▸ **The exercise**: Turn the stretch of the material below from the line containing "of the shooter's" through the line containing "302], [446, 275]]" into a numbered list, leaving out blank lines. Include no other lines.

Coordinate point records
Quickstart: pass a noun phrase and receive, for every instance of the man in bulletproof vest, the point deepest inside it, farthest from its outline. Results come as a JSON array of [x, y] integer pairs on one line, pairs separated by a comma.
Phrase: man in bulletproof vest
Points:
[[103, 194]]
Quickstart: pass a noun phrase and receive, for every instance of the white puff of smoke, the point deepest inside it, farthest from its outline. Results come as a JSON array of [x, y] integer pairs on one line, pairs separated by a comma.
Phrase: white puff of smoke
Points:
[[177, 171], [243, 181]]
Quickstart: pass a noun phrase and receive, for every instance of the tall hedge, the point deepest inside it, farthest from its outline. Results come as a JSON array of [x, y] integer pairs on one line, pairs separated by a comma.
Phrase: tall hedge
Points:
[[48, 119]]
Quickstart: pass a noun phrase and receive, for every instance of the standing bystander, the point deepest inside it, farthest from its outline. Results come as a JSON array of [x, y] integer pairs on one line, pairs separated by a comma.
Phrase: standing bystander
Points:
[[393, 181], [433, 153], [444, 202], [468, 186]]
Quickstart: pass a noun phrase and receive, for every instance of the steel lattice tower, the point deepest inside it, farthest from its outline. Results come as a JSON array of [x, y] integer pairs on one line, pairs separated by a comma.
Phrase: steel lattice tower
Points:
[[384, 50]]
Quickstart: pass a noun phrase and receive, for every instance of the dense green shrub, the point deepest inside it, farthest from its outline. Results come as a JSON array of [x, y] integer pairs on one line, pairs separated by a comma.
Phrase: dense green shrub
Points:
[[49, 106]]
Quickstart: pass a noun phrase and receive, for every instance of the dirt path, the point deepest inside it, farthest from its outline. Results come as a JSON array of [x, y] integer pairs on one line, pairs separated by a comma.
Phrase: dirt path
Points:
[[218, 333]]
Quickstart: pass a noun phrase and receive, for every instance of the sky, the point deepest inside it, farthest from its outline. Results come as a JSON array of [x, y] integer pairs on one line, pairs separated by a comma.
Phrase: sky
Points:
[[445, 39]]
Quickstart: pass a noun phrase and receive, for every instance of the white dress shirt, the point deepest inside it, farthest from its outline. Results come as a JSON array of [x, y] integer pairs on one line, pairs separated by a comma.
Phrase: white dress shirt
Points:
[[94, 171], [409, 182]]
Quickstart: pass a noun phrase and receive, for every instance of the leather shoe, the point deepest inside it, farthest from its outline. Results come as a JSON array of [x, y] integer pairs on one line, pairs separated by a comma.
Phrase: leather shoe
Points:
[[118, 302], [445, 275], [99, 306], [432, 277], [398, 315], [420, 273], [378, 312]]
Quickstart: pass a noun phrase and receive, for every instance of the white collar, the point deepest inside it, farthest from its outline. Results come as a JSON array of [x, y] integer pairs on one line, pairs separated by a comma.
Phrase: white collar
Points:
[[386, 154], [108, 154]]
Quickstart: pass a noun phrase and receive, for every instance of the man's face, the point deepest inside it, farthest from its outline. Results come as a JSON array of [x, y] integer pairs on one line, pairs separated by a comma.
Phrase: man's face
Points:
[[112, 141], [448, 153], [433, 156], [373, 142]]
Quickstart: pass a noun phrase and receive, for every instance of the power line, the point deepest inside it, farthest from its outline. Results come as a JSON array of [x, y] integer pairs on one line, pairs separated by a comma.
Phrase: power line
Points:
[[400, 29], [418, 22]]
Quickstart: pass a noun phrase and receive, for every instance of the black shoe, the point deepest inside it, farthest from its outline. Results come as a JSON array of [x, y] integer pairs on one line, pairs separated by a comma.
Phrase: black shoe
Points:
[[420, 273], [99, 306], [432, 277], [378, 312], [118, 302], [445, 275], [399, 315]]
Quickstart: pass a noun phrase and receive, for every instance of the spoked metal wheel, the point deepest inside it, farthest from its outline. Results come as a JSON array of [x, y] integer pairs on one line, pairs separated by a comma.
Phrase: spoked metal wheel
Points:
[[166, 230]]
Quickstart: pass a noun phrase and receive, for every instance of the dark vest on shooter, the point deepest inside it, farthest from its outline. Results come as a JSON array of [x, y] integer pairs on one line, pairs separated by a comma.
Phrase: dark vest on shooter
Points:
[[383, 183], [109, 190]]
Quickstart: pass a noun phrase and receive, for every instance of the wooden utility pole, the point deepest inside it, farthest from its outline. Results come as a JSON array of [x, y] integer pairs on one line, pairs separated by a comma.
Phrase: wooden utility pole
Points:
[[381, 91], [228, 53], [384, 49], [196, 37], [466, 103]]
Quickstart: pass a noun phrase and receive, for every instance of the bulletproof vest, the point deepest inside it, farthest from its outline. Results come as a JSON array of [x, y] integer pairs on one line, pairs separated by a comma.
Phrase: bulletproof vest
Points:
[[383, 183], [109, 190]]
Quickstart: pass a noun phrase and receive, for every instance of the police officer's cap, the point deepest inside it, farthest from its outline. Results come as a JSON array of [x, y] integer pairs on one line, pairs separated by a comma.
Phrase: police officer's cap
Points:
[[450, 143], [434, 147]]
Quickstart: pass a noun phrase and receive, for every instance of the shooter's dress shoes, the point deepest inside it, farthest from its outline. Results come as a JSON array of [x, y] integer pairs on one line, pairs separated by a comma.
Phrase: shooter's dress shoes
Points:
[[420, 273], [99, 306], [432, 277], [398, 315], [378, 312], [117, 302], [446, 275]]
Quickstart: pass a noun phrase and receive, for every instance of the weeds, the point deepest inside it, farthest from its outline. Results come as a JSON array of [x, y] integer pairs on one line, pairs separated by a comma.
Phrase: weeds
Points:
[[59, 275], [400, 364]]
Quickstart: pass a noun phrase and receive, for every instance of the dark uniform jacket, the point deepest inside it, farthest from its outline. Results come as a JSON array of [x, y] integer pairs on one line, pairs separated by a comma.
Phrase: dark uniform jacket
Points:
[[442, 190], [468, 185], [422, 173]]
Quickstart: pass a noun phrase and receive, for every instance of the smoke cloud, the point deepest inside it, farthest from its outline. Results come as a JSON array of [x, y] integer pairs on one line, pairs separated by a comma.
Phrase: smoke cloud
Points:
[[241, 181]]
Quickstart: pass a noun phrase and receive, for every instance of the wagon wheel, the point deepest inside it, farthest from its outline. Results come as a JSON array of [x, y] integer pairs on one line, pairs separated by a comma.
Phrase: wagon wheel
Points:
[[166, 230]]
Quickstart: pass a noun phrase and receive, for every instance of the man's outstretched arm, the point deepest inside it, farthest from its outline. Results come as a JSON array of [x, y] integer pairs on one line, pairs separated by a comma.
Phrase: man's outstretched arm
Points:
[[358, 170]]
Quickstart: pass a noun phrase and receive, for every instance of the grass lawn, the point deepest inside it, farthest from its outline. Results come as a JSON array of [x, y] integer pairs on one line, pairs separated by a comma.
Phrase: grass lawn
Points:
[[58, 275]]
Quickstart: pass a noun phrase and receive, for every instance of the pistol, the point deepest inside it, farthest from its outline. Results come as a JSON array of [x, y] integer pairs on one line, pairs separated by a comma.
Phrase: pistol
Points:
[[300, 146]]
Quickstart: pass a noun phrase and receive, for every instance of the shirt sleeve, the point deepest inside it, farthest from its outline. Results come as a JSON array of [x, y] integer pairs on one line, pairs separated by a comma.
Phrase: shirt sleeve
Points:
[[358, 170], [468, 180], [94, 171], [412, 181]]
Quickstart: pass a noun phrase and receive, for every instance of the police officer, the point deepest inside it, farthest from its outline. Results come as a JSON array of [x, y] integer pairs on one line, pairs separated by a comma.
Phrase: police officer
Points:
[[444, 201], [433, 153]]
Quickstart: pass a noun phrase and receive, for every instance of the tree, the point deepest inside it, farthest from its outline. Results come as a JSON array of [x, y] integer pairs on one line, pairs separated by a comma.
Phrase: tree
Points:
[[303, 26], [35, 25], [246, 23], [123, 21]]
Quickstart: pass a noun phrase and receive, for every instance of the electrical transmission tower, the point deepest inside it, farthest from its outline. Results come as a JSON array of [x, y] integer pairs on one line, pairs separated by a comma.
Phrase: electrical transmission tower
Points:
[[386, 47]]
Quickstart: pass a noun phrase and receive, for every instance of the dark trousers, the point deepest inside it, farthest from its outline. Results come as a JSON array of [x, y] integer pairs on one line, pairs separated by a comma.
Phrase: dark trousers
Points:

▸ **Result**:
1. Quickstart: pass a noun phrase and receive, for every instance of the shooter's dress shoes, the point deepest inside it, farthest from its outline. Results come as a JSON array of [x, y] integer pairs on one line, pairs separated by a comma.
2. Phrase: shooter's dress shoes
3. Points:
4. [[420, 273], [99, 306], [432, 277], [398, 315], [378, 312], [117, 302], [446, 275]]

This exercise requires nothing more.